EXERCISE: Rewrite all the data below, changing every "thickest part" to "widest part" and keeping everything else the same. Leave the pictures out of your answer.

-- Start --

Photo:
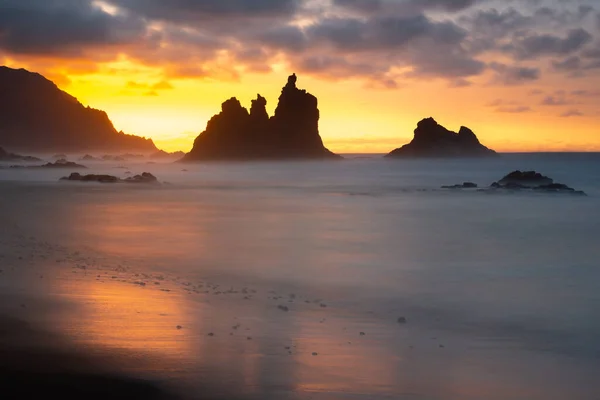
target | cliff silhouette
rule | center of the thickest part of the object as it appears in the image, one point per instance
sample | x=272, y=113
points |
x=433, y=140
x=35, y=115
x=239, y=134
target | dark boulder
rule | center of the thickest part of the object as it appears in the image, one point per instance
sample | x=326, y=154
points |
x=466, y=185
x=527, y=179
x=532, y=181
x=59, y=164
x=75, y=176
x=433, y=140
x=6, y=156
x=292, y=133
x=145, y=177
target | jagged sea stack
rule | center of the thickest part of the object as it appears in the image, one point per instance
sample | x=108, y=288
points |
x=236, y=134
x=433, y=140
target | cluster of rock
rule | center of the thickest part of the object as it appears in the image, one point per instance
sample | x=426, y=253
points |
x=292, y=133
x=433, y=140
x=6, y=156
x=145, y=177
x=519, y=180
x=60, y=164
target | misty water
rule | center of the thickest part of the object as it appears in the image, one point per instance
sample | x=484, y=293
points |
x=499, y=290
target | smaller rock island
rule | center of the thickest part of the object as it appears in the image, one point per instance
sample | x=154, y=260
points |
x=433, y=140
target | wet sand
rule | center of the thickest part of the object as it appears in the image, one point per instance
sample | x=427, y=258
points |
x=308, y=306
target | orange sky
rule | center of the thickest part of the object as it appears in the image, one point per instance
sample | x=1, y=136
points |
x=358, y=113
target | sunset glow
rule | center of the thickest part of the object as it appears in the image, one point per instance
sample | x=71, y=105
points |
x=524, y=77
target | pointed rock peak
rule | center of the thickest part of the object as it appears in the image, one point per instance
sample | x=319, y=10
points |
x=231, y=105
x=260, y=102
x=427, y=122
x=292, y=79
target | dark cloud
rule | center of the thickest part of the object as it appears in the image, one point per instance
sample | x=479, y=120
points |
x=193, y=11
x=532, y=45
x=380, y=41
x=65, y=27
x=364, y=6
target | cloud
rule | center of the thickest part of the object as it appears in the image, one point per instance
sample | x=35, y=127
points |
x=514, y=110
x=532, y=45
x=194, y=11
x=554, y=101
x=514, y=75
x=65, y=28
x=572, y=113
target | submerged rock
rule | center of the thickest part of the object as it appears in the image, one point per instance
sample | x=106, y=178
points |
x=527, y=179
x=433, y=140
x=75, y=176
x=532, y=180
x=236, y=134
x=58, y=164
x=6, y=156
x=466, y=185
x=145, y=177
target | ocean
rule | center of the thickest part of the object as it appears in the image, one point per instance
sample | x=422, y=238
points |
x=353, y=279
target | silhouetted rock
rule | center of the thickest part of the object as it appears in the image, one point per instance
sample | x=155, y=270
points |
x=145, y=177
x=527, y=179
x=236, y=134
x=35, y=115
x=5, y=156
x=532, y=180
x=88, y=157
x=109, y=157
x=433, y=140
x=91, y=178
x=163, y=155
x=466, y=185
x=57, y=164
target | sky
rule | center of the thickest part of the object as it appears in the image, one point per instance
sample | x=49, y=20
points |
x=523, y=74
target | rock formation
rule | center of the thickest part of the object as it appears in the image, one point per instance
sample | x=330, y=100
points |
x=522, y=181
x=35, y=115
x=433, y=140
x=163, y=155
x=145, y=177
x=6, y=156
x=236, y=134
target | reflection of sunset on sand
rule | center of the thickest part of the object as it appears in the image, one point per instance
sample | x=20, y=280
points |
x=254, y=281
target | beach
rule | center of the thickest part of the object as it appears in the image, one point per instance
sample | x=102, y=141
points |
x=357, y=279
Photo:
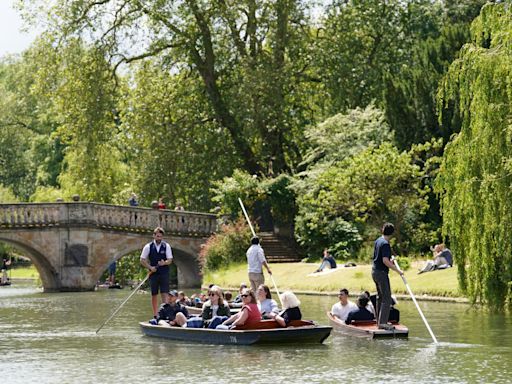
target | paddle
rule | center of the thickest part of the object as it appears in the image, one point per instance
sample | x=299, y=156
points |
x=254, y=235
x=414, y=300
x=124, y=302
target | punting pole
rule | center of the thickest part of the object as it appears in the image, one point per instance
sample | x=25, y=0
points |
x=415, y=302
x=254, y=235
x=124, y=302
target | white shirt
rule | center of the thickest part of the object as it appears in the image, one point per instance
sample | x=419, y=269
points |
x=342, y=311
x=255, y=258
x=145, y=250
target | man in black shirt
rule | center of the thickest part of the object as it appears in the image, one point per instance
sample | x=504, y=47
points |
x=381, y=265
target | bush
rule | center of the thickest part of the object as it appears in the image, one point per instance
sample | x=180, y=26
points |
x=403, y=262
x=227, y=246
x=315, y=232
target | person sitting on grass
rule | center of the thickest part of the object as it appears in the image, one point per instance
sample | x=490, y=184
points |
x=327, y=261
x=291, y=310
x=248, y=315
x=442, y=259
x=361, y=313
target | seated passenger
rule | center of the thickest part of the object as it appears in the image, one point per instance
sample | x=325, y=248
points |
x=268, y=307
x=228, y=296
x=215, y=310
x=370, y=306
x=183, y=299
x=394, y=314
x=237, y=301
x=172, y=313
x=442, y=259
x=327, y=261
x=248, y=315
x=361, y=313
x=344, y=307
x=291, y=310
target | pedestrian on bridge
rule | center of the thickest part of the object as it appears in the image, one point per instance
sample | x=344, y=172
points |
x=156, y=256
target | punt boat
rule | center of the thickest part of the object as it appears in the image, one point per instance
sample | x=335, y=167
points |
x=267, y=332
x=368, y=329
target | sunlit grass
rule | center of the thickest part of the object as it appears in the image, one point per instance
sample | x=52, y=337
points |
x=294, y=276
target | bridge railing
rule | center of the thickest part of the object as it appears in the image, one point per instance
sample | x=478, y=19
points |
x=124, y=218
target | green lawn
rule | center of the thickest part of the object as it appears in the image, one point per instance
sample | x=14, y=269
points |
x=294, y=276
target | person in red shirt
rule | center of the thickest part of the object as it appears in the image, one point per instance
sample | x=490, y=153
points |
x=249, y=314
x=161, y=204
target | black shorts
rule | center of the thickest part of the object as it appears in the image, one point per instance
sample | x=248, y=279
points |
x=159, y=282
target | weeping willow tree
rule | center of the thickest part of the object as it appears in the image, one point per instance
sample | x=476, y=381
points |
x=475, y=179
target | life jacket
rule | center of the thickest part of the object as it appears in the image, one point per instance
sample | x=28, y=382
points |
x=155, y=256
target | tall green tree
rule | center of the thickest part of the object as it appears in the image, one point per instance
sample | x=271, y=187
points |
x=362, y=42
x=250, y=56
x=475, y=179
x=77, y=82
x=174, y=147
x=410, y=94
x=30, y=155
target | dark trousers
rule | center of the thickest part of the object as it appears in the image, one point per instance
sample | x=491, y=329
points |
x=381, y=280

-- End --

OUTPUT OF THE TASK:
Photo:
target | cliff silhouette
rule | center of the widest part of the object as it appears in the image, one point per instance
sample | x=272, y=113
points |
x=433, y=140
x=35, y=115
x=239, y=134
target | dark boulder
rule | center of the widest part of the object as it appears in the image, one point per instance
sample | x=326, y=154
points |
x=466, y=185
x=527, y=179
x=532, y=181
x=59, y=164
x=75, y=176
x=433, y=140
x=6, y=156
x=292, y=133
x=145, y=177
target | jagged sea stack
rule | center of the widest part of the object as it appears in the image, one point per instance
sample | x=108, y=288
points |
x=236, y=134
x=433, y=140
target | cluster of rock
rule | center of the widest part of the object as it appears in the image, one point per instance
sample | x=426, y=253
points |
x=292, y=133
x=433, y=140
x=6, y=156
x=145, y=177
x=519, y=180
x=60, y=164
target | misty water
rule | center of the widest part of the object as it appears in the image, one point per instance
sample | x=484, y=293
points |
x=499, y=290
target | smaller rock island
rule | center of the widest part of the object as it appears in the image, one point per instance
sample | x=154, y=260
points |
x=433, y=140
target | wet sand
rule | center of the widest part of the object as it appears in the image, one point per instance
sample | x=427, y=258
points |
x=308, y=306
target | orange sky
rule | center of the widest part of the object as it appears in the image, one point per instance
sample | x=1, y=136
points |
x=358, y=113
target | sunset glow
rule | center of the widest part of the object as it appears in the image, one point per instance
sample | x=71, y=105
points |
x=524, y=77
target | pointed rock peak
rule | center of the widest part of the object as it appears in the image, one point per instance
sample | x=319, y=10
points |
x=231, y=105
x=260, y=102
x=427, y=122
x=292, y=79
target | dark cloud
rule | center of the widest part of the object as it appears in the image, one point per instance
sample | x=479, y=120
points |
x=193, y=11
x=532, y=45
x=380, y=41
x=65, y=27
x=364, y=6
target | cloud
rule | center of the widest part of the object as it appears in the image, one point per instance
sample | x=35, y=127
points |
x=514, y=110
x=532, y=45
x=194, y=11
x=554, y=101
x=514, y=75
x=65, y=28
x=572, y=113
target | submerged rock
rule | center of the widest part of the object as it appears in the image, one point per instance
sample | x=106, y=178
points |
x=527, y=179
x=433, y=140
x=75, y=176
x=532, y=180
x=236, y=134
x=58, y=164
x=6, y=156
x=466, y=185
x=145, y=177
target | ocean
rule | center of the widest part of the object as it appears in the image, one point per instance
sample | x=422, y=238
points |
x=353, y=279
target | silhouetted rock
rule | center of the widest part of the object as it appears in the image, one point per instance
sample | x=155, y=270
points |
x=145, y=177
x=527, y=179
x=236, y=134
x=35, y=115
x=5, y=156
x=532, y=180
x=88, y=157
x=109, y=157
x=433, y=140
x=91, y=178
x=163, y=155
x=466, y=185
x=57, y=164
target | sky
rule | center of the widest part of the object as it appears in the image, one point per instance
sample | x=49, y=20
points |
x=523, y=74
target | rock formation
rule | center of the widest part of the object as it appears in the image, one point per instance
sample | x=330, y=100
points |
x=522, y=181
x=35, y=115
x=433, y=140
x=163, y=155
x=145, y=177
x=6, y=156
x=236, y=134
target | reflection of sunset on sand
rule | center of the widest part of the object as it appears in the image, one point per instance
sample | x=20, y=280
points |
x=254, y=281
target | beach
rule | center of the widest part of the object as it appears in the image, one point per instance
sample | x=102, y=141
points |
x=357, y=279
Photo:
target | paddle
rule | center of the widest part of the object as it appears in the image, one point per instance
sample | x=299, y=156
points |
x=254, y=235
x=414, y=300
x=124, y=302
target | punting pole
rule | center of the widest part of the object as it appears in the image, one point per instance
sample | x=25, y=0
points |
x=415, y=302
x=254, y=235
x=124, y=302
target | white shirt
rule | center of the widest part of the object as it appears in the image, one point per instance
sample | x=419, y=269
points |
x=342, y=311
x=255, y=258
x=145, y=250
target | man in black shirt
rule | center of the widest part of the object as it appears in the image, one point per instance
sample | x=504, y=47
points |
x=381, y=265
target | bush
rule | center of the widest part of the object as it appears in the image, one point per instance
sample | x=180, y=26
points |
x=403, y=262
x=227, y=246
x=315, y=232
target | person sitting on grass
rule | center of the widest part of the object as it appears in the image, one point per instance
sample | x=490, y=184
points |
x=327, y=261
x=291, y=310
x=248, y=315
x=442, y=259
x=361, y=313
target | seated passenger
rule | center of the widest part of the object as it appears in the image, one point per instance
sample | x=325, y=248
points |
x=268, y=307
x=228, y=296
x=215, y=310
x=370, y=306
x=183, y=299
x=394, y=314
x=237, y=301
x=172, y=313
x=442, y=259
x=327, y=261
x=248, y=315
x=361, y=313
x=344, y=307
x=291, y=310
target | pedestrian on bridge
rule | center of the widest part of the object as it appears in the image, one point per instance
sample | x=344, y=172
points |
x=156, y=256
target | punt boat
rule | center of the widest part of the object as it appears in the image, one point per instance
sample | x=335, y=167
points |
x=267, y=332
x=368, y=329
target | sunlit grass
rule | center of the widest part of the object as it appears in the image, one point per instance
sample | x=52, y=337
points |
x=294, y=276
target | bridge railing
rule | center of the widest part of the object as it appears in the image, one point per instance
sample | x=478, y=19
points |
x=124, y=218
target | green lawn
rule | center of the widest part of the object as it appears in the image, one point per instance
sample | x=14, y=269
points |
x=294, y=276
target | person in red shirt
rule | center of the widest part of the object as it appears in the image, one point per instance
sample | x=490, y=153
points |
x=249, y=314
x=161, y=204
target | black shorts
rule | center of the widest part of the object as it appears in the image, one point per instance
sample | x=248, y=279
points |
x=159, y=282
target | weeping willow tree
rule | center of the widest part of the object as it appears in the image, one point per instance
sample | x=476, y=381
points |
x=475, y=179
target | life jacket
rule | center of the widest part of the object as it appears in the image, one point per instance
sample | x=28, y=382
points |
x=155, y=256
target | tall green tree
rule | center of the widest part of the object as it appears in the image, one point per instance
sample | x=271, y=187
points |
x=362, y=42
x=250, y=56
x=475, y=179
x=77, y=82
x=174, y=147
x=410, y=94
x=30, y=155
target | dark trousers
rule | center of the widest part of the object as it appears in the image, one point per instance
sample | x=491, y=329
points |
x=381, y=280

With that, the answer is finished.